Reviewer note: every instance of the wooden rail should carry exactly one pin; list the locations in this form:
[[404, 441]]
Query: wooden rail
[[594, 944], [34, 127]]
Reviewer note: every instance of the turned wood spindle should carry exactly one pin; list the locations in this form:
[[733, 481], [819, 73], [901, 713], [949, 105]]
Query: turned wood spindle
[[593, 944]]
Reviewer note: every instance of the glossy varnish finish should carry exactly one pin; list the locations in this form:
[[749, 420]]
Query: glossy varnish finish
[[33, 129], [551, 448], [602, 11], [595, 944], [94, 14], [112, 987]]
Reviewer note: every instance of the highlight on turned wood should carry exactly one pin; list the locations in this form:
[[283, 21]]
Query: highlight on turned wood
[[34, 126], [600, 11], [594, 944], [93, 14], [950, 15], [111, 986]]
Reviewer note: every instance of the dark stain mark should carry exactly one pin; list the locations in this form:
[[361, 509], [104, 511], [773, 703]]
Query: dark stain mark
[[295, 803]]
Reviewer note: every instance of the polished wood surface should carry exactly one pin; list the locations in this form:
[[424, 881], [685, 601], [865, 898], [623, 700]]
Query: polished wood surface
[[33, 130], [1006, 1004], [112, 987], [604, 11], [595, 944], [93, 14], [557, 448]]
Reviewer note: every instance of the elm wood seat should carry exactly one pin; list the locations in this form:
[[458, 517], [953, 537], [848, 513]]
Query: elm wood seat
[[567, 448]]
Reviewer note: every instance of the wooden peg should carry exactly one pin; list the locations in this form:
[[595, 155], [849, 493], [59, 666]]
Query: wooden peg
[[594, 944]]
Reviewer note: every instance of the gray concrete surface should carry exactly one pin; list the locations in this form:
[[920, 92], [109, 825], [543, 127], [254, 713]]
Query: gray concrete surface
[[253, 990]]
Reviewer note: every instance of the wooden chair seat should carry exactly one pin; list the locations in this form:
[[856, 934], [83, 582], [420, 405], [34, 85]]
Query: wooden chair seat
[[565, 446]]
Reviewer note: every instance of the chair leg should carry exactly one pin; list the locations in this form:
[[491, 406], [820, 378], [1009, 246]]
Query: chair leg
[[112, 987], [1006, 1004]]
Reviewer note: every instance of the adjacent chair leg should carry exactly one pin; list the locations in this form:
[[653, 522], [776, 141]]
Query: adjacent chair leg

----------------------------------------

Objective ▸
Reproduce the rows above without any change, beginning at the line containing "Reviewer note: every instance of the polished" and continuing through the line containing "[[567, 448]]", with both of those lines included.

Response to the exercise ▸
Reviewer note: every instance of the polished wood surface should carry exactly one pin; list the locations in this form:
[[424, 881], [685, 601], [865, 898], [623, 700]]
Query: polished wood surface
[[33, 130], [1006, 1004], [112, 987], [604, 11], [595, 944], [93, 14], [557, 448]]
Reviewer note: every instance of the elm wood seat should carry exactly one pin; list the locations in this form:
[[458, 517], [953, 537], [848, 513]]
Query: elm wood seat
[[567, 448]]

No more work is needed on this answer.